→ **What is expected**
Can you transcribe the IP workflow documentation, starting with "Use the IP search" and going on through "this new protein."?

→ **Provided passage**
Welcome to the GenomeQuest Documentation Wiki

IP Workflow

From GQ Wiki
Jump to: navigation, search

Use the IP search workflow to analyze your sequences. You can do Freedom-to-Operate searches or find out if your sequences are publically known or similar to known sequences.

Contents

Example use cases

  • Your scientists want to work on a new protein. You would like to do a Freedom-to-Operate search to be confident that they can keep working on this new protein.
  • You would like to patent a series of newly discovered bacterial genes and you would like to known if anything similar to those sequences is publically known in patent and public reference databases.
  • You believe a competitor could potentially infringe on one of your patents. You would like to monitor weekly if anything similar to your patented sequences is in our patent database.

Launching the IP workflow

There are two ways to reach the IP workflow launch page,

  1. Launch IP Search button: If this button is available on your My GenomeQuest landing page, just click it to launch the IP workflow.
  2. Through menu: On your My GenomeQuest page, click the Launch workflow button in the left panel and choose Sequence search -> IP.

Once on the IP launch page, you have to specify three things: (a) query sequence(s), (b) search strategy and (c) subject databases.

Query Sequence Input

Input your query sequence(s) in the main window, after having chosen if your sequences are nucleic or proteic:

Inputsequence.png

Sequences must be in one-letter code and must be in one of the following formats

Acceptable sequence formats

Raw format. You can input one sequence in raw format, i.e. just the sequence. All spaces, numbers and punctuation marks will be automatically removed. For instance:

tacgacgcagca agcagcactca acat agga 34
    atnagagataggnnatataggaggcccc 

Will be transformed into

tacgacgcagcaagcagcactcaacataggaatnagagataggnnatataggaggcccc

Fasta format. You can input one or more sequences in fasta format. Again, all spaces and punctuation marks will be ignored if they do not interfere with the fasta format. The basic fasta format is composed of a greater than sign ('>') immediately followed by an identifier (no space after '>', and only alpha-numerical characters and underscore in the identifier). Then, the line below that does not start with a '>' sign is considered to be the sequence. A second sequence can then follow, starting with a > sign, identifier and sequence:

>seq_1
gacatcacgacgcacgacctacac
acacggananannnaggagaatga

>seq_2
acagcagcgaccgacgaccagca
atcagcagcagcaccacactacgcagctacac
atcacgac


Uploaded queries

It is possible to use sequences that you already have uploaded as "annotated sequences".

Other Options in the Query area

Type of search: FTO or Patentability. These are two default search types. However, selecting either does not preclude you from manually over-riding later.

  1. Patent Databases only. This is the default option and selecting it searches patent databases.
  2. Patents and Public Reference Databases. Selecting this option searches patent and reference databases.

See section #Automatic selection for more details.

Result Name. Give the result a name. This is the name under which the result will be displayed on the My GenomeQuest page.

Compare to both nucleotide and protein databases. Check this box, if you want to compare your sequence(s) to both nucleotide and protein databases. By default (if this box is left unchecked), nucleotide query sequences are searched against nucleotide databases and protein queries are searched against protein databases.

[Records excerpted from a collection]

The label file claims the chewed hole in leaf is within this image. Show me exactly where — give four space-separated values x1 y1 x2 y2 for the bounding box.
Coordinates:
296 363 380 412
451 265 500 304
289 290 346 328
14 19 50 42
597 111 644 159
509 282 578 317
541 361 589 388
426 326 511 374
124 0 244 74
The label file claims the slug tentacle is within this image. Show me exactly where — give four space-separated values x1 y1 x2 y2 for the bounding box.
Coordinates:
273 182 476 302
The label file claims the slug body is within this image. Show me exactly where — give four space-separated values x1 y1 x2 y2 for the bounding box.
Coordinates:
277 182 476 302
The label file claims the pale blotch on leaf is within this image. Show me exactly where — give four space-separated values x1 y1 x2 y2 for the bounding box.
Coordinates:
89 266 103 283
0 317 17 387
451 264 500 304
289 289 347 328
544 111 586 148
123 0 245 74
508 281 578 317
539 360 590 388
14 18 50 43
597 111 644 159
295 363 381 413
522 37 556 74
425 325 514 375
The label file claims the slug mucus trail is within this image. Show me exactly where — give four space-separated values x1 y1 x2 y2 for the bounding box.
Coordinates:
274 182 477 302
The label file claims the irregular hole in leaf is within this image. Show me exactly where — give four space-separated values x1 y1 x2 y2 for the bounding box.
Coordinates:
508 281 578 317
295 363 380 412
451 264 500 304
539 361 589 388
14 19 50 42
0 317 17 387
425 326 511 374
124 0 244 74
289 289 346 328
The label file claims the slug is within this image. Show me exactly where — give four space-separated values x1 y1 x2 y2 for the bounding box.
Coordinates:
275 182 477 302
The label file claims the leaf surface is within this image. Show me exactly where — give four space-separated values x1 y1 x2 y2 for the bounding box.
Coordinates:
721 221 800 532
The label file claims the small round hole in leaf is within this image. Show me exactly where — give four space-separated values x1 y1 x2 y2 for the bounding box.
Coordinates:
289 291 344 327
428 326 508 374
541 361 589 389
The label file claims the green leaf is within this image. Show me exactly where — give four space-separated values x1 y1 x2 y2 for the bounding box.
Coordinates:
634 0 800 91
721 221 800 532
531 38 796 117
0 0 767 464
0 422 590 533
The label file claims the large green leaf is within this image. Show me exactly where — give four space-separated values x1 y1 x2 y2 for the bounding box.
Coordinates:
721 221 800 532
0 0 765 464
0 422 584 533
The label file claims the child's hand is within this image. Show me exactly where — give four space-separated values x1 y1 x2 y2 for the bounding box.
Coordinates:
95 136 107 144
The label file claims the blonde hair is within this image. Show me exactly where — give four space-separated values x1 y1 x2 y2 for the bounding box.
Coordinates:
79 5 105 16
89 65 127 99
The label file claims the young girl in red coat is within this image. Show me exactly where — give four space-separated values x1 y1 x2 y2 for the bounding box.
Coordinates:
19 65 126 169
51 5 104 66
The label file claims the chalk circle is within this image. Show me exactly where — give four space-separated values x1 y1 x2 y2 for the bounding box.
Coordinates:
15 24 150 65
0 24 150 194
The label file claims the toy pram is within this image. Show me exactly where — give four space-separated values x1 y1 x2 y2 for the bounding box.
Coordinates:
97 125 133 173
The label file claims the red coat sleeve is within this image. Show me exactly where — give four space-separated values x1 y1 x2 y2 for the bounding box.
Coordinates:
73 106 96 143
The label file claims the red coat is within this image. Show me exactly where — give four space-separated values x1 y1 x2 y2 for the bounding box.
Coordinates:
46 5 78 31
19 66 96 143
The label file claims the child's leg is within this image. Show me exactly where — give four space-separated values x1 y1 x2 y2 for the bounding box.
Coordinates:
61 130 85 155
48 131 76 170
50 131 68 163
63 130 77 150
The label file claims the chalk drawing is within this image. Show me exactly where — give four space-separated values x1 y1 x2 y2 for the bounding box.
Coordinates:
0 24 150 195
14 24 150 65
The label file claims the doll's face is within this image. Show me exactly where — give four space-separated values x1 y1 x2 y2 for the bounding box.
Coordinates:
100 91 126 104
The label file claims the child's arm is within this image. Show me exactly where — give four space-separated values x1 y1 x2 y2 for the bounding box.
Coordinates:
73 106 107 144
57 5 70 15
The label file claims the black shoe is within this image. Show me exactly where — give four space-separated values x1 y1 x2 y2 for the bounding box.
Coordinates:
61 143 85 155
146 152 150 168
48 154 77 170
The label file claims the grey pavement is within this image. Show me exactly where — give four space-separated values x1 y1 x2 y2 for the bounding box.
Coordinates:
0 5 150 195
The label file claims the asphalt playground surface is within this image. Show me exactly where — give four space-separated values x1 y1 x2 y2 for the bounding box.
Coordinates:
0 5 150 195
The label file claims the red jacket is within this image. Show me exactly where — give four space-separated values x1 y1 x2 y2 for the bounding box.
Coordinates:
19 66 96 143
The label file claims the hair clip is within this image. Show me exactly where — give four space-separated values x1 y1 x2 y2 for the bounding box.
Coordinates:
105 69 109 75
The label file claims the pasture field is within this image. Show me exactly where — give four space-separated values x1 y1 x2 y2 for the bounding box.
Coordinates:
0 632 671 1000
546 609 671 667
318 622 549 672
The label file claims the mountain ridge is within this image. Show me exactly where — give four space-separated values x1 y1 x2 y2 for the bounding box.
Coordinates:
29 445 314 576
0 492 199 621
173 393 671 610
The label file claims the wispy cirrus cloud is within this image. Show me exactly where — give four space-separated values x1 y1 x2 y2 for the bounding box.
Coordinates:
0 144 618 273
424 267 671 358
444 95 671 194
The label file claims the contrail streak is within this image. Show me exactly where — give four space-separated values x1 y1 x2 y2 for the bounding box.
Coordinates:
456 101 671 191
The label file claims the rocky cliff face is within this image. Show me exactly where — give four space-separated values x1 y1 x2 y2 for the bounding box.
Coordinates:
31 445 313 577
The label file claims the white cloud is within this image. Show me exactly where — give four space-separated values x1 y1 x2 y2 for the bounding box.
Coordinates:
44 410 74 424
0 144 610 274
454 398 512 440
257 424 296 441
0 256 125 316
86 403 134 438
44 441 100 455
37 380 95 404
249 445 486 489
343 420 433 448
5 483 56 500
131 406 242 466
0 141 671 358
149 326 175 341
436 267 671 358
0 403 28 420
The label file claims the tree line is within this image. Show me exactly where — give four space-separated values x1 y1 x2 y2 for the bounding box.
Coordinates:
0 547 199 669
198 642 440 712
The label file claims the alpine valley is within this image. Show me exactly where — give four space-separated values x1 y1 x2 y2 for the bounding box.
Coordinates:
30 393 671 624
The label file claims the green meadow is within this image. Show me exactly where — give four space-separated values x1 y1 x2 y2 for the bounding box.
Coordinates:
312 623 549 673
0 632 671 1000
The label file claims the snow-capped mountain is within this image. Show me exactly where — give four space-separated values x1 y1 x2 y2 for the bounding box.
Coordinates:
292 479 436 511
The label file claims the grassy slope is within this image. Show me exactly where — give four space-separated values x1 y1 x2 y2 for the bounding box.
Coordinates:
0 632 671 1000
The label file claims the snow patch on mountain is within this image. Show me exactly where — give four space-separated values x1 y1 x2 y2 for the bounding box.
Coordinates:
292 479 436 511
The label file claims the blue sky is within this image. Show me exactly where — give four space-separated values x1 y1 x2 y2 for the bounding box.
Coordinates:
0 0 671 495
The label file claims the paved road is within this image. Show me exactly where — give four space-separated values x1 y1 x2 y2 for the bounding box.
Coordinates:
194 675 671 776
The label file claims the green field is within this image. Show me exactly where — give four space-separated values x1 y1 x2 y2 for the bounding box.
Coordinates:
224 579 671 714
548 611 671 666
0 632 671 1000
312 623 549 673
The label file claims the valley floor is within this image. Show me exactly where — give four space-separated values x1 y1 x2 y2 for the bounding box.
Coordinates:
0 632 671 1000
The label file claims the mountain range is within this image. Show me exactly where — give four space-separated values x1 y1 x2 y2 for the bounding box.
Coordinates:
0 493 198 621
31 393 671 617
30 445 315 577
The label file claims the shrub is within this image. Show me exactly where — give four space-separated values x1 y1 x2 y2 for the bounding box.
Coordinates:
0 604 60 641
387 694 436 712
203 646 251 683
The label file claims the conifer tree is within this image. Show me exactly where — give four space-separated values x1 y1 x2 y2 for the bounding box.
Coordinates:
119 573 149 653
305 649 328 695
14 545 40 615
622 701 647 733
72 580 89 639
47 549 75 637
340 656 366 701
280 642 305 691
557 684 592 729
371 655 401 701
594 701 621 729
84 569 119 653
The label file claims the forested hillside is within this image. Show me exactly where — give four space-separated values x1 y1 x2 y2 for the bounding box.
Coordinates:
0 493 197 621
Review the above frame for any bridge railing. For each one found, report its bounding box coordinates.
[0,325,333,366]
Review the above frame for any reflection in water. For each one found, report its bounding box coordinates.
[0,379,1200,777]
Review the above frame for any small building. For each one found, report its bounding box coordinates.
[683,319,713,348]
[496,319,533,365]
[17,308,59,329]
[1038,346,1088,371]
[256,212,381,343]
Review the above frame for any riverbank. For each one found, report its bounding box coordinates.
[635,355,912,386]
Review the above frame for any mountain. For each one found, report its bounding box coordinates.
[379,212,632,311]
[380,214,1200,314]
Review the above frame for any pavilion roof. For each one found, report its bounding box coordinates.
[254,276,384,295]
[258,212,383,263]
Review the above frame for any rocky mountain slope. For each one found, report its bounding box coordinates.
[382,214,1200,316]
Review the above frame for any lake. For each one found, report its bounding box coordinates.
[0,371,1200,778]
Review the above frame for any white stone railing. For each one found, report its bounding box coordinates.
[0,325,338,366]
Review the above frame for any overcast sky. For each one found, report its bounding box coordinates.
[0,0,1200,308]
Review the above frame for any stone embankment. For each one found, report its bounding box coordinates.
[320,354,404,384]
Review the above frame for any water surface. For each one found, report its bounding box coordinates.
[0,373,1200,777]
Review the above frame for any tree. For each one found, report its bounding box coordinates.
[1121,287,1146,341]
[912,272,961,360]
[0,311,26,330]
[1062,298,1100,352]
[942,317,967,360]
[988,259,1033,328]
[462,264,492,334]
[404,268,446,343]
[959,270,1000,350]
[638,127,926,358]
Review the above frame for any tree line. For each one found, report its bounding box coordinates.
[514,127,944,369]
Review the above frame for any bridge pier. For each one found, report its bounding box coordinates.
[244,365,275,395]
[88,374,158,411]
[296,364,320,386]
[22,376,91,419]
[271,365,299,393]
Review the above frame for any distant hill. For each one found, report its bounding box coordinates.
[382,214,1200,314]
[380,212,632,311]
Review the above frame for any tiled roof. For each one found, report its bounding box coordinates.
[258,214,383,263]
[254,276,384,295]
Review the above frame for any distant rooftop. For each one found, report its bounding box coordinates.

→ **Exercise result**
Use the IP search workflow to analyze your sequences. You can do Freedom-to-Operate searches or find out if your sequences are publically known or similar to known sequences.

Contents

Example use cases

  • Your scientists want to work on a new protein. You would like to do a Freedom-to-Operate search to be confident that they can keep working on this new protein.